TASK ITEM: Give back each line below verbatim.

Extracted records:
--------------------------------------------------
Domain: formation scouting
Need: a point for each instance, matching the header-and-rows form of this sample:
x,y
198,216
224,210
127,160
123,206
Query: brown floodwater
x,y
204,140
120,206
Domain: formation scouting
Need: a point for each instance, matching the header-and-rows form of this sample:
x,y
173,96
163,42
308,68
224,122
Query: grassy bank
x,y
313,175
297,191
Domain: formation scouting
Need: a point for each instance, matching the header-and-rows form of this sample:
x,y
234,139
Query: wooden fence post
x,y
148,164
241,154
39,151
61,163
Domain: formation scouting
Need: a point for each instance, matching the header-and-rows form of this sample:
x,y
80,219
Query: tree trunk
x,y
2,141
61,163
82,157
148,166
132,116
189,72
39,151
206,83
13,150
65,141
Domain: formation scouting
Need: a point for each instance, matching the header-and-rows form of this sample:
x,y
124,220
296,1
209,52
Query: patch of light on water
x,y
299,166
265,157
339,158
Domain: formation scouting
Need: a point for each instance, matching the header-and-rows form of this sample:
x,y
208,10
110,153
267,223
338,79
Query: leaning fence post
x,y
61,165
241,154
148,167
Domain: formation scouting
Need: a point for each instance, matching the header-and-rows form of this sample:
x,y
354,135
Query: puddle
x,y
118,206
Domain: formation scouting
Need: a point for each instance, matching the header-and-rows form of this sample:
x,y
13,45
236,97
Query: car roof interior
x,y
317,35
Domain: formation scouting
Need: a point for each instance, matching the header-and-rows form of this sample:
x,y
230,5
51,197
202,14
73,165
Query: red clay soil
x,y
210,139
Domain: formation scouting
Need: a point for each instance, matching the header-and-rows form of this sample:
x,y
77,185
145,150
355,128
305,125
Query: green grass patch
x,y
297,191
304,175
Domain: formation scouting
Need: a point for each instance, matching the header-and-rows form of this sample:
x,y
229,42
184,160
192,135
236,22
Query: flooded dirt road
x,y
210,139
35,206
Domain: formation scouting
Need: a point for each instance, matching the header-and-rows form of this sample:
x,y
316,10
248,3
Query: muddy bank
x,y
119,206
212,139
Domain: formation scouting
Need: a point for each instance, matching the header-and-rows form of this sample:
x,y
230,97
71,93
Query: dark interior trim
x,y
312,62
--------------------------------------------------
SOLUTION BELOW:
Domain: formation scouting
Need: a point for each instance, matching the header-and-rows form of this sample:
x,y
198,216
224,210
127,160
123,206
Query: brown floodwater
x,y
204,140
120,206
Domain: formation scouting
Need: a point for each instance, matching the header-and-rows form of this sample:
x,y
173,96
163,42
308,68
224,122
Query: grassy bank
x,y
313,175
297,191
Domain: formation scouting
Need: a point for each instance, matching the header-and-rows form of this sample:
x,y
234,139
Query: wooden fence post
x,y
148,164
241,154
39,151
61,163
Domain: formation scouting
Need: a point for each instance, matching the header-and-rows form of this sample:
x,y
80,219
Query: tree trunk
x,y
2,141
61,163
82,157
148,166
132,116
189,72
39,151
206,83
13,150
65,141
Domain: formation scouting
Need: a point for each instance, matching the header-and-rows form of this sample:
x,y
124,220
296,1
209,52
Query: patch of light on water
x,y
299,166
265,157
339,158
Domain: formation scouting
Need: a point for each instance, matching the header-and-rows form of this sample:
x,y
208,10
110,153
267,223
338,79
Query: leaning fence post
x,y
61,165
241,154
148,167
Domain: formation scouting
Need: a point for each instance, matching the header-and-rows form of this sample:
x,y
354,135
Query: puddle
x,y
118,206
Domain: formation scouting
Need: a point for each instance, matching the header-and-rows form of this sample:
x,y
13,45
236,97
Query: car roof interior
x,y
317,35
Domain: formation scouting
Need: a point for each instance, matching the header-and-rows form of this sample:
x,y
230,5
51,197
202,14
73,165
Query: red clay soil
x,y
210,139
Domain: formation scouting
Need: a point for each instance, matching the header-and-rows form of this sample:
x,y
77,185
145,150
355,128
305,125
Query: green grass patch
x,y
297,191
304,175
Domain: formation scouting
Need: a point for each instance, matching the header-and-rows form of this sample:
x,y
229,42
184,160
192,135
236,22
Query: flooded dirt road
x,y
210,139
35,206
Domain: formation scouting
Need: a point for each instance, matching the header-and-rows form of this sample:
x,y
316,10
248,3
Query: muddy bank
x,y
119,206
212,139
Domain: formation scouting
Need: a point for each instance, matching the header-and-rows form of this sample:
x,y
230,97
71,93
Query: dark interior trim
x,y
312,62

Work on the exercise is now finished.